> Requirement
Pick up the animal rescue's 2019 summary below and continue it from its last sentence.

In 2019, our intake was 412 animals. We are having another very busy year! We adopted out 101 animals. Almost every puppy and adult dog rescued this year was anemic, with most having one or more tick diseases. We ended up having to hold puppies much longer, to get them healthy, and therefore, we had fewer adoptions this year. We also had many dogs and pups with skin diseases, including ringworm, Sarcoptic mange, cheyletiella, and even dog lice, at the end of the year. We have never had so many pups with ringworm as this year, which we attribute to more moisture.
We are so grateful to our donors and supporters who make everything that we are able to accomplish possible. We responded to hundreds of requests for help this year. We were able to continue our spay/neuter program year round, with the support of grants from Arizona Pet Friendly License Plates, and the Tuba City Community Fund. We also were grateful to receive some grant funding through the Petco Foundation, and Reservation Animal Rescue – Partnership With Native Americans. Our biggest help and support was from individual private donors, who helped us to continue our work. We are very grateful!!

> Study material
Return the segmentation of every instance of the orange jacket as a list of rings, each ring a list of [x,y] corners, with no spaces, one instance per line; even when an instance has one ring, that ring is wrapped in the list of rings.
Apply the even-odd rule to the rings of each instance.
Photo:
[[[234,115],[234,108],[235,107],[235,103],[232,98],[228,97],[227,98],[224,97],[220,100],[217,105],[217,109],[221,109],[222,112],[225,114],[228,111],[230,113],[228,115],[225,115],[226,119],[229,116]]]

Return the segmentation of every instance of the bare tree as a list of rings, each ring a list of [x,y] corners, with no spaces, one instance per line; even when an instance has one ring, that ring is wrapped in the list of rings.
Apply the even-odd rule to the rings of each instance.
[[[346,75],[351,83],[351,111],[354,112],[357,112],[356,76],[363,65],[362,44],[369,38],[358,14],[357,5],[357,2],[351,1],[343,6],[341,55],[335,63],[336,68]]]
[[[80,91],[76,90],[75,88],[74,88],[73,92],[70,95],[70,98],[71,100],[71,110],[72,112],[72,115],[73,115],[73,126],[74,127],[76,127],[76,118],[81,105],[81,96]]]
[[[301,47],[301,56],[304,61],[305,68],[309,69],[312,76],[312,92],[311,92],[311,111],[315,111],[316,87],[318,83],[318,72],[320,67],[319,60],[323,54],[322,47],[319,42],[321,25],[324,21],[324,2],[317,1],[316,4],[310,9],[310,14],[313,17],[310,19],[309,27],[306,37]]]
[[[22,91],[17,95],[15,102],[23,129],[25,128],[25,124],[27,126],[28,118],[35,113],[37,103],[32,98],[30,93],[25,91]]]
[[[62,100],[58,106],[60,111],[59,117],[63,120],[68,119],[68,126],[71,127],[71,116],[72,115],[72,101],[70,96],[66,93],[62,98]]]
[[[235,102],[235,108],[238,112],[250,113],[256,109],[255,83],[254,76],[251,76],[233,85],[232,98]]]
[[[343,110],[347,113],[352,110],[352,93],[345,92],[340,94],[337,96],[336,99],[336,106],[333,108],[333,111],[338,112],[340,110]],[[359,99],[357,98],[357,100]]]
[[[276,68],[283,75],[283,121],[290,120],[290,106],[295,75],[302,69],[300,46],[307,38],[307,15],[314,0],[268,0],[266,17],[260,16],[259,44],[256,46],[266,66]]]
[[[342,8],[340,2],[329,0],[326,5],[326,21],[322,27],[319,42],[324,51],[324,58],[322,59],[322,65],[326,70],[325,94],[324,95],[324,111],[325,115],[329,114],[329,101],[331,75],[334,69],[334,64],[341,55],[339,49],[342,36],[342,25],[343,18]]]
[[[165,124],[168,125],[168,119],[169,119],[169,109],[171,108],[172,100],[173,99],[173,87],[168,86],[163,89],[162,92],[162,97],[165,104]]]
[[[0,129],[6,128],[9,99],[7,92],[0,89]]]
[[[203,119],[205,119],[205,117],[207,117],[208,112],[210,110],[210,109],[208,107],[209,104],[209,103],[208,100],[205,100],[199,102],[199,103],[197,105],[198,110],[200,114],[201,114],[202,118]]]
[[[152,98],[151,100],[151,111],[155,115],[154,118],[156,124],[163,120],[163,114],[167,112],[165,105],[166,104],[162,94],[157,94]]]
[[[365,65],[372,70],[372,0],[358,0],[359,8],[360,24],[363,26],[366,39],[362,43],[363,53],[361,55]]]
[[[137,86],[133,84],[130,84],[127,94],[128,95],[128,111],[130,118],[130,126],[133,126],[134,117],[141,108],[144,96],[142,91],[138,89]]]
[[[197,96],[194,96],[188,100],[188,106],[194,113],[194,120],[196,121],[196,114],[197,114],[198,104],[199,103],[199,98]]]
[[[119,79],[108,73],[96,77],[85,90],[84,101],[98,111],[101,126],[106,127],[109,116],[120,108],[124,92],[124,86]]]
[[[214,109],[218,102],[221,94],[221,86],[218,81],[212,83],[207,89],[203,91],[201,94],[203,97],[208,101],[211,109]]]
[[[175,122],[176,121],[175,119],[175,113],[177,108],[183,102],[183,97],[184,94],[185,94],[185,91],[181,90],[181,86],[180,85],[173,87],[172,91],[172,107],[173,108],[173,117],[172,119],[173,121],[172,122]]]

> Your response
2020 has been a very busy year. We helped 646 animals. We are down to just a few foster homes in Tuba City, and we really need more volunteers. COVID-19 has of course impacted everything, except for more requests for help! We are grateful to everyone helping, those who support our efforts, and rescue partnerships which help us to extend what we are able to do.
2021 was our most challenging and busiest year ever–certainly a year of firsts! We rescued 775 animals, of which just under 200 were owner surrenders. We partnered with a very accessible mobile spay/neuter service provider, The Parker Project, and sponsored 7 weekend clinics, which also included vaccination clinics. In combination with services by Dr. Holgate, we paid for or subsidized more than 750 spay and neuter surgeries. More than 2800 vaccinations were given.
Unfortunately, the stray population is off the charts, due to the effects of many services being shut down because of COVID in 2020. The response to the mobile clinics was tremendous and we will be continuing them in 2022. Many of our shelter and rescue partners have been full all year, making it tough to find placement for all the animals needing help. We were fortunate and blessed to receive a lot of support to be able to help so many animals and families. Coconino Humane Society joined us at several of the mobile clinics to take in hundreds of animal surrenders.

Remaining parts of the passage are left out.